**WHAT NEEDS TO BE DONE:**
In the childhood memoir below, what was the name of the man who ran the UTotem convenience store?

**PROVIDED TEXT:**
═══

Around the corner from our home was a UTotem convenience store that I sometimes visited with my father. He’d let me have a cold soft drink from a huge cooler filled with ice. The proprietor of the store was a man named Shorty which I thought was hilarious because he was a large imposing soul with a smile as big as his girth. He and Daddy told each other the latest jokes and discussed sports, a topic that I knew nothing about but made be proud that my father was so knowledgeable. Daddy seemed to be able to to talk anyone while I always felt very shy.
On Saturdays we often visited a music store where my father would purchase a new classical music recording. Back in the fifties the stores allowed customers to listen to selections before making the final purchase. I got a thrill out of wearing the headphones, listening to the symphonies and voicing my opinions to my dad who seemed to take my critiques quite seriously. I learned a great deal about music and famous composers from him even though I was not yet old enough for school.
We had not been living on Kingsbury for very long when my mother and father announced that my mother was going to have a baby. In those days nobody knew whether a girl or a boy would arrive so my mother prepared a room with neutral yellow colors. I was excited about the baby but a bit sad that his impending arrival required my parents to dismantle the room that had served as my father’s study. It had held a draft table where he worked on designs for his mechanical engineering job. I loved watching him carefully create the schematics by hand. They were strange but beautiful to me.

═══

(Saved data entries)
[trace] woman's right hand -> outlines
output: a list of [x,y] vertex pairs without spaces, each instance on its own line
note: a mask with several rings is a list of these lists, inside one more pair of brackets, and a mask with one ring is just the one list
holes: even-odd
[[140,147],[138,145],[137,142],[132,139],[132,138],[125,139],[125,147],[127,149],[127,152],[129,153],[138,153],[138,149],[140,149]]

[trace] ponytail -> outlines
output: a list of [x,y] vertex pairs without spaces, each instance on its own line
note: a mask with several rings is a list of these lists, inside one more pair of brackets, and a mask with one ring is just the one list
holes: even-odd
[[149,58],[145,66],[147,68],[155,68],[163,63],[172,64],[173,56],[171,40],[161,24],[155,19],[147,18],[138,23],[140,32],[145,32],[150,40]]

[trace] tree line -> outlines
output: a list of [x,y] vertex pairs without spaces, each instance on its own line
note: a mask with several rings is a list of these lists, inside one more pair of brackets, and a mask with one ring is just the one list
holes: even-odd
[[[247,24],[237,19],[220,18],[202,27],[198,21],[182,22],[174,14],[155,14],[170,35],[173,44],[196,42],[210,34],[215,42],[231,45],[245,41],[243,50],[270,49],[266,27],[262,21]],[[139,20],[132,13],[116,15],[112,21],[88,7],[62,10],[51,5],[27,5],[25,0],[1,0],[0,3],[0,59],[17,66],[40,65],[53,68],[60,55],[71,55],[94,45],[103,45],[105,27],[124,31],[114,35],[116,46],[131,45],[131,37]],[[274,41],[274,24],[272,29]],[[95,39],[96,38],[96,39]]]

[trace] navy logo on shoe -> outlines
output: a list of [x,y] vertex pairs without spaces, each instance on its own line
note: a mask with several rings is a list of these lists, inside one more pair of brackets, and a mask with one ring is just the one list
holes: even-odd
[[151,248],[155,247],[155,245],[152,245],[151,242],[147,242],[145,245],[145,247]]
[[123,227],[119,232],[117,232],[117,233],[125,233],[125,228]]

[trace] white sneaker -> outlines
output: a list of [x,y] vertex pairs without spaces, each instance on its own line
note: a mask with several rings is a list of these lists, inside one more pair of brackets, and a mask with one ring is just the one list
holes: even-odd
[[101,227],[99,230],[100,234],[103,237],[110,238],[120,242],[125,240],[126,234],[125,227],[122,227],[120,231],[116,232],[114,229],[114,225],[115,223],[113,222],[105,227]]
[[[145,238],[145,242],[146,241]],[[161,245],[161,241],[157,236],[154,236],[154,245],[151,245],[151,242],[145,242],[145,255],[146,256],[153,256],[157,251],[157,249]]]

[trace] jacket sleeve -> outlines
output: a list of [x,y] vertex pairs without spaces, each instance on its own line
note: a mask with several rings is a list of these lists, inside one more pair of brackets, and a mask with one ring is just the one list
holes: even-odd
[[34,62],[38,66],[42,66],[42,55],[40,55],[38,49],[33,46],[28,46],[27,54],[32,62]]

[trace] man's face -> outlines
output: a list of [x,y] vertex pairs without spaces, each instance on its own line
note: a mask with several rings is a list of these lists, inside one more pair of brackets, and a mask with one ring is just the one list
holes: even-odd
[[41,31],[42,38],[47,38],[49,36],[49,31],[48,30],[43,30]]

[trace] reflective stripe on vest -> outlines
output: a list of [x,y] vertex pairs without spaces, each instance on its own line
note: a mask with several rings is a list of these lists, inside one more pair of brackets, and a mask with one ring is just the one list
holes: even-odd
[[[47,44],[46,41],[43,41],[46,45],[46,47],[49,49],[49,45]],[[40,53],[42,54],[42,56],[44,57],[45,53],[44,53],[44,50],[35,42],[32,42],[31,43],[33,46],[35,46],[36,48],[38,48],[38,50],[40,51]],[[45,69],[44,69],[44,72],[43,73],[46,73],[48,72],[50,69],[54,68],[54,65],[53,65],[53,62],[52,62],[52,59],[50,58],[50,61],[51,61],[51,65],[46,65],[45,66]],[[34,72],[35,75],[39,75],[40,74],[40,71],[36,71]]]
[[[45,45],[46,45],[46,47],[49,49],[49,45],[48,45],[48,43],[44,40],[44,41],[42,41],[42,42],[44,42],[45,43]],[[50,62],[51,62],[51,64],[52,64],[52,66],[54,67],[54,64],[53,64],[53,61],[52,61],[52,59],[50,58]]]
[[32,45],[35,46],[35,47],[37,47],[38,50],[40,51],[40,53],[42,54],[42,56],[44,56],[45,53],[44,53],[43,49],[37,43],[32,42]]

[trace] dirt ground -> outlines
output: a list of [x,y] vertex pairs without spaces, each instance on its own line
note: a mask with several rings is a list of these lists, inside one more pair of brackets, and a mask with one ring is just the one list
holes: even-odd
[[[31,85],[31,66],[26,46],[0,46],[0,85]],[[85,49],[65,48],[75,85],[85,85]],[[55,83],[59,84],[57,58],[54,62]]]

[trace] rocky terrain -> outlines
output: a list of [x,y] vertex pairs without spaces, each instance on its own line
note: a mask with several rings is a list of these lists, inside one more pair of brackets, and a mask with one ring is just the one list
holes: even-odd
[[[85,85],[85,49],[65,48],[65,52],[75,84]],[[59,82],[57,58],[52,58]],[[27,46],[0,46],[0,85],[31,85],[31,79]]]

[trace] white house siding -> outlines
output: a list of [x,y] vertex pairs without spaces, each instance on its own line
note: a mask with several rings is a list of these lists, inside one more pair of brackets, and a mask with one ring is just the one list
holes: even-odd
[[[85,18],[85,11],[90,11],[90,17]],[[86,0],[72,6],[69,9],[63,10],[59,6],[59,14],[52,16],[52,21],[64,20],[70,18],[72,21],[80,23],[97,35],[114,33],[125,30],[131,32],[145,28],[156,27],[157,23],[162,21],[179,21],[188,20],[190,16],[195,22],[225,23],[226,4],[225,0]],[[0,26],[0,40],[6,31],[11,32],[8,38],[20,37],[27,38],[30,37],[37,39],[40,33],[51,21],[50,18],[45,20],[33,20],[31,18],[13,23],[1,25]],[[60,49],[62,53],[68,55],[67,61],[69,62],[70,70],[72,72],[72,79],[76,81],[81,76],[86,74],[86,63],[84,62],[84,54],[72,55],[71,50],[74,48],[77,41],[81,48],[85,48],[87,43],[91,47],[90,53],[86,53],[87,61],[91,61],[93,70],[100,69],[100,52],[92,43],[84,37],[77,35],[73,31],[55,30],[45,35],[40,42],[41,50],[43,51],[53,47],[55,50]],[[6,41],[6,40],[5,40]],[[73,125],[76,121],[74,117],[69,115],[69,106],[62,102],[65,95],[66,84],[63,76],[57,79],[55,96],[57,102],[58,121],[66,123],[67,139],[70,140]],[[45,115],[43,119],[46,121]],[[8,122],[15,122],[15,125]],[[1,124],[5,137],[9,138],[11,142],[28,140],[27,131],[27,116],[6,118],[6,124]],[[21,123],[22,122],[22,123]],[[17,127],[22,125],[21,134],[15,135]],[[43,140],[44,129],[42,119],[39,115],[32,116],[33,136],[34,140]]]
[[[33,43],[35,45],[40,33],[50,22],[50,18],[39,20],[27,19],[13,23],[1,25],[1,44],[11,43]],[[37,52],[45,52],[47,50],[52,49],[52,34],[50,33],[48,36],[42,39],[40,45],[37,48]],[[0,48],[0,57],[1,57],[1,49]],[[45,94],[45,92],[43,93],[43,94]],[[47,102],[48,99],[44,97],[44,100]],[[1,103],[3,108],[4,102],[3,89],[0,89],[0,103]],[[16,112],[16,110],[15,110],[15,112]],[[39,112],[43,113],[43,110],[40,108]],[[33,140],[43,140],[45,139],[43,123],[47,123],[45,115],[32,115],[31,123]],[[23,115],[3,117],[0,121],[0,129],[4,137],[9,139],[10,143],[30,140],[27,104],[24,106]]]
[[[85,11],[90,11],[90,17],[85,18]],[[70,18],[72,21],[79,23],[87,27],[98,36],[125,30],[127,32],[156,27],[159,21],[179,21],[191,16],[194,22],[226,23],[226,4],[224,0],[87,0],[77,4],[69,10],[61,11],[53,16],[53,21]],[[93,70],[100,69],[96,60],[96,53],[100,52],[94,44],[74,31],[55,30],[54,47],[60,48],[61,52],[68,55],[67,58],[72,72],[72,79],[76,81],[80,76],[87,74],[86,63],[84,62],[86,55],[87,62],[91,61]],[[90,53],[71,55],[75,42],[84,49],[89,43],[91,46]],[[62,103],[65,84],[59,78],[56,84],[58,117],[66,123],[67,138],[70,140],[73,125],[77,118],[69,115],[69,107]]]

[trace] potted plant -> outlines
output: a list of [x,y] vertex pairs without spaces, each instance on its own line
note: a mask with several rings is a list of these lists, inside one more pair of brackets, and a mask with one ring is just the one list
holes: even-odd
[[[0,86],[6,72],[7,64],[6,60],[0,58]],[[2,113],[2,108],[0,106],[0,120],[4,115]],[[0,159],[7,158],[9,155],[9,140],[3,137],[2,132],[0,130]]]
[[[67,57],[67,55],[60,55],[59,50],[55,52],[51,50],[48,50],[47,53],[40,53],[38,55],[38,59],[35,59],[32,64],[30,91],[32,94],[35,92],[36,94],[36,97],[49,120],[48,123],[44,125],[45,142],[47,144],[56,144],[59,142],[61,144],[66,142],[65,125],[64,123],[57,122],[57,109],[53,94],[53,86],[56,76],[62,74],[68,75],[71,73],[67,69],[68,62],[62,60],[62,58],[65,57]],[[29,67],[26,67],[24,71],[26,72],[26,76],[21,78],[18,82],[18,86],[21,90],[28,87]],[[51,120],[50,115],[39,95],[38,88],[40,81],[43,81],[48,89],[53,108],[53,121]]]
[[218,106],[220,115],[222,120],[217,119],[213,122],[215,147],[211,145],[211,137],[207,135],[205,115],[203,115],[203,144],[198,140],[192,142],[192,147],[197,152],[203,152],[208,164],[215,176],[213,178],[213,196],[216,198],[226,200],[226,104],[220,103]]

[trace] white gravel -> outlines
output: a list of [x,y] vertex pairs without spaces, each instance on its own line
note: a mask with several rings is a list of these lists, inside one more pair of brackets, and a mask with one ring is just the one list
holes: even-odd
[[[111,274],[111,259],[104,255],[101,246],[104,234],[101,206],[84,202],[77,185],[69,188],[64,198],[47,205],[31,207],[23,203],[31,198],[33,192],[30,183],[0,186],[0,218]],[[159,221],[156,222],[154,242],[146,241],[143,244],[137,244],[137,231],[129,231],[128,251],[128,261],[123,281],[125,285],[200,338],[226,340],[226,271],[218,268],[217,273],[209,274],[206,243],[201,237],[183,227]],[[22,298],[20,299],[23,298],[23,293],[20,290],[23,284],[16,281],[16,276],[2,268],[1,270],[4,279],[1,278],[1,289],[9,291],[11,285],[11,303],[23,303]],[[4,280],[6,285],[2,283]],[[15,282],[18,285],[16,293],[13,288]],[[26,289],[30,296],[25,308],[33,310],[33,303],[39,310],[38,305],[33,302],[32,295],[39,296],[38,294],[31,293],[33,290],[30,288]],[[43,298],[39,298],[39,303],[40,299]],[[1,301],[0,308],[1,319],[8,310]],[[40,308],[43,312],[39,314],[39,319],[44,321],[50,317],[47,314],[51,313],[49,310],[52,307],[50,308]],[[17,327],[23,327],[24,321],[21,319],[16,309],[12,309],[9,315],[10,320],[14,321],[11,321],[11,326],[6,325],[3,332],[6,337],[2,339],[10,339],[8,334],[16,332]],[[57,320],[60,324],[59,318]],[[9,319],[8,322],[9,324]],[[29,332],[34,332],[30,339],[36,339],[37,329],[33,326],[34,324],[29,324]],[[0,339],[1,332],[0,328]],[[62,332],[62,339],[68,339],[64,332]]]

═══

**RESPONSE TO THE EXERCISE:**
He was named Shorty.